Materials provided:
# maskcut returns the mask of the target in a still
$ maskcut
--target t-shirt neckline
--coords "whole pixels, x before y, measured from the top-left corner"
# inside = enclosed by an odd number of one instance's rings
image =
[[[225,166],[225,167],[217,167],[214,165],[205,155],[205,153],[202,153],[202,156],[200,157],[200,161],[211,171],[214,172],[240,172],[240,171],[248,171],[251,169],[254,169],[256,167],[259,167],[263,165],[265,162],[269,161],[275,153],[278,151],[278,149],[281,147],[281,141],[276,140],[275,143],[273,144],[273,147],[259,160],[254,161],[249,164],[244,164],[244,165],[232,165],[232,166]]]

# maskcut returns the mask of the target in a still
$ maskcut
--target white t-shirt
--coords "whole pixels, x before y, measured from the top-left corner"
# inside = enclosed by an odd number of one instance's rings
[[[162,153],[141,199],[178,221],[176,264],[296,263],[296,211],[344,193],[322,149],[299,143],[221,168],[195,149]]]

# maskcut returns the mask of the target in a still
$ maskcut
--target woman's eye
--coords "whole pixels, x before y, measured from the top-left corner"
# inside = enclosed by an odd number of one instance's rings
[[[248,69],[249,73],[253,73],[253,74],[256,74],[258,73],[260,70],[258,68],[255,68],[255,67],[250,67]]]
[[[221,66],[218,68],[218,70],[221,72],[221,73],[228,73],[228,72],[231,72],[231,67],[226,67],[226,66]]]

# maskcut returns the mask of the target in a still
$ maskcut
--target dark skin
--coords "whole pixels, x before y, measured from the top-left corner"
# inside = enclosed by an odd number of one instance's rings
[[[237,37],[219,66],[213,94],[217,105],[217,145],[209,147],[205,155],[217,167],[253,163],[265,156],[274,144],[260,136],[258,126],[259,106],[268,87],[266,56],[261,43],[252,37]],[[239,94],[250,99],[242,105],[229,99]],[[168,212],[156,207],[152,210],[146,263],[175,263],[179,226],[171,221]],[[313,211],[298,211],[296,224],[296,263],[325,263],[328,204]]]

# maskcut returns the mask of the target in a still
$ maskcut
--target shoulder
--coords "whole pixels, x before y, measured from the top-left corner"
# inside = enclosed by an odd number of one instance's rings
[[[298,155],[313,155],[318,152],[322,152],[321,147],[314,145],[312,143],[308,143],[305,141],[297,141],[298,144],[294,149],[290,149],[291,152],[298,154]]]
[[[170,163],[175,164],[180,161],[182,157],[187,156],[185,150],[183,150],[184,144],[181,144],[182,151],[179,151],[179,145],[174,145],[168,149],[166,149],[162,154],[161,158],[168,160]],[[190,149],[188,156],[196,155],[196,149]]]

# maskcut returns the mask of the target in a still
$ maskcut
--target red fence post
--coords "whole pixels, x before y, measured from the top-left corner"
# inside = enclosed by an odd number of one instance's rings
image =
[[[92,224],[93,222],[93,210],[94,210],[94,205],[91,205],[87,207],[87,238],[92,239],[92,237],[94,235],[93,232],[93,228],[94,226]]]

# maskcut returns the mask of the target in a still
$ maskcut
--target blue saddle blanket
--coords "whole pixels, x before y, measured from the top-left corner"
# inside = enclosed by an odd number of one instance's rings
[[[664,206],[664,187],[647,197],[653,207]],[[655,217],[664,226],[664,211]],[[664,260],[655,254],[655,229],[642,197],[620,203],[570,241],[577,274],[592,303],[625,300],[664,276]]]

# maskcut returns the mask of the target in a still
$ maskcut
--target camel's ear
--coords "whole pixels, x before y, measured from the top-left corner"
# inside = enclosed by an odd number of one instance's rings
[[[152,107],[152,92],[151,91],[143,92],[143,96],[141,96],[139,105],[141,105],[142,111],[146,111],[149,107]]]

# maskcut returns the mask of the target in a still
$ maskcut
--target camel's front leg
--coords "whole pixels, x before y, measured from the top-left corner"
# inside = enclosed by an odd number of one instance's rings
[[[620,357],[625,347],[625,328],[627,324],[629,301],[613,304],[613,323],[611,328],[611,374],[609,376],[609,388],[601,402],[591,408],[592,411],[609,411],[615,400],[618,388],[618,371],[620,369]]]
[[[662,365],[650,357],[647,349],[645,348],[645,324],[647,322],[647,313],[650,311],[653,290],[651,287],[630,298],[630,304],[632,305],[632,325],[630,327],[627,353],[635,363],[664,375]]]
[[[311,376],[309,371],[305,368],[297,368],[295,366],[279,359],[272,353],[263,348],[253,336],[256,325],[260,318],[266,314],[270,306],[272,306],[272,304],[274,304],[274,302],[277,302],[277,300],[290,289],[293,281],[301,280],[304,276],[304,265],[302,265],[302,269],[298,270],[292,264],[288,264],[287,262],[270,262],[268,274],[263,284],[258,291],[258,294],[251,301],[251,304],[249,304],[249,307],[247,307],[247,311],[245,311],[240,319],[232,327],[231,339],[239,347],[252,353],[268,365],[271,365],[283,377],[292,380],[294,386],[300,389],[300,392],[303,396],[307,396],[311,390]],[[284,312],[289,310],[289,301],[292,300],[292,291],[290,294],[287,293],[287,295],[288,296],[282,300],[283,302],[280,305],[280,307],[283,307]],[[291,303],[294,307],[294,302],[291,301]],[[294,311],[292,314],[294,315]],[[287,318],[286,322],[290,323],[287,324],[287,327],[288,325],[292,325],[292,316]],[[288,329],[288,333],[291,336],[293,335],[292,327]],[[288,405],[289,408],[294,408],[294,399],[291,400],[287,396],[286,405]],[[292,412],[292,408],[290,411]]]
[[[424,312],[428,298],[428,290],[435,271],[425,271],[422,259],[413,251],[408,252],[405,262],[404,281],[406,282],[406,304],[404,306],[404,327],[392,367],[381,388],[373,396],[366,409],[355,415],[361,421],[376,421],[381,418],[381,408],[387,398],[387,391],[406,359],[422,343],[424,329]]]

Exercise details: Report every line of the material above that contains the string "camel". Case counts.

Problem solution:
--target camel's ear
--target camel's front leg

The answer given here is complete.